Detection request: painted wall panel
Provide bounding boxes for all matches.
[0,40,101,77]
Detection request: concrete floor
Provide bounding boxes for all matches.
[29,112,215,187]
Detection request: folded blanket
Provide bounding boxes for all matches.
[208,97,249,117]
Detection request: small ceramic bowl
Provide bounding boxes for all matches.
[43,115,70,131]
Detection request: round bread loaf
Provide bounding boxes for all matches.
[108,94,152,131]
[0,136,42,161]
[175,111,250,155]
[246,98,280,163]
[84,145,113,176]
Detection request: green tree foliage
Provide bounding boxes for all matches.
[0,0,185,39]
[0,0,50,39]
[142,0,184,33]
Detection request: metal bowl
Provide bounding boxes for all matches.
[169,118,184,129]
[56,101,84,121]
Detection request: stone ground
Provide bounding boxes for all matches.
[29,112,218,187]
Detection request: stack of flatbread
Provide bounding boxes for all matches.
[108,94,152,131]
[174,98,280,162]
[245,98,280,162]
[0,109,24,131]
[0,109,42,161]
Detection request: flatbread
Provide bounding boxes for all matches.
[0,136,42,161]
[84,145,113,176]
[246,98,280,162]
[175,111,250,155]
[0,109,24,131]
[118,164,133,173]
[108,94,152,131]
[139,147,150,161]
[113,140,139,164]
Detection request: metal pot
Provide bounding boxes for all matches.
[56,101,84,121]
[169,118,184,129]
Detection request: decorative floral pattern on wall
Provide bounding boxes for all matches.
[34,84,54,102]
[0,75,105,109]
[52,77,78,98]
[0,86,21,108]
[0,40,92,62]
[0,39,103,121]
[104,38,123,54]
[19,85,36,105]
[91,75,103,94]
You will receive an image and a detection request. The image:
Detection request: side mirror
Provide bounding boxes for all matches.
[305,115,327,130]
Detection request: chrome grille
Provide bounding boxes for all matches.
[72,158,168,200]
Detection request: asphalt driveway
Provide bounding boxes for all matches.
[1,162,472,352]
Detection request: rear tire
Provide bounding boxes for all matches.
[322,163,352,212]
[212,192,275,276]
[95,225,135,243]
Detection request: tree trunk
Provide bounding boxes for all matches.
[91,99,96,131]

* **Aim of the exercise**: Set down the listing above exactly, line for line.

* **Your solution**:
Detection request: painted wall panel
Provide bounding boxes for all matches.
[0,40,101,77]
Detection request: concrete floor
Provide bounding boxes for all matches.
[29,112,215,187]
Detection request: folded blanket
Provide bounding boxes for all matches.
[208,97,249,117]
Detection request: small ceramic bowl
Provide bounding boxes for all matches.
[43,115,70,131]
Detection request: round bread loaf
Provide bounding boxes for all matches.
[108,94,152,131]
[0,136,42,161]
[175,111,250,155]
[246,98,280,163]
[84,145,113,176]
Detection request: green tree foliage
Provide bounding boxes for all matches.
[0,0,185,39]
[0,0,50,39]
[142,0,184,33]
Detection request: metal bowl
Provide bounding boxes for all matches.
[169,118,184,129]
[56,101,84,121]
Detection request: stone ground
Provide bounding boxes for all matches.
[29,112,218,187]
Detection request: stack of flatbread
Provide bounding boxes for all matches.
[108,94,152,131]
[174,98,280,162]
[245,98,280,162]
[0,109,24,131]
[0,109,42,161]
Detection request: flatbread
Provide bounding boxes for all matches.
[0,136,42,161]
[84,145,113,176]
[246,98,280,162]
[175,111,250,155]
[0,109,24,131]
[118,164,133,173]
[108,94,152,131]
[139,147,150,161]
[113,140,139,164]
Detection request: metal pot
Provide bounding boxes for all matches.
[56,101,84,121]
[169,118,184,129]
Detection request: decorative floral pattern on wall
Provide bounding boxes for all matches.
[34,84,54,102]
[0,75,105,109]
[52,77,78,98]
[0,86,21,108]
[0,40,92,62]
[0,39,103,121]
[104,38,123,54]
[19,85,36,105]
[91,75,103,94]
You will receive an image and a detection request. The image:
Detection request: side mirror
Provide bounding boxes for all matches.
[305,115,327,130]
Detection request: chrome grille
Provide bounding boxes for all matches.
[72,158,168,200]
Detection request: asphalt driveway
Provide bounding boxes for all matches.
[1,162,472,352]
Detection request: rear tire
Provide bounding boxes for all matches.
[322,163,352,212]
[212,192,275,276]
[95,225,135,243]
Detection request: tree trunk
Provide bounding boxes for all matches.
[91,99,96,131]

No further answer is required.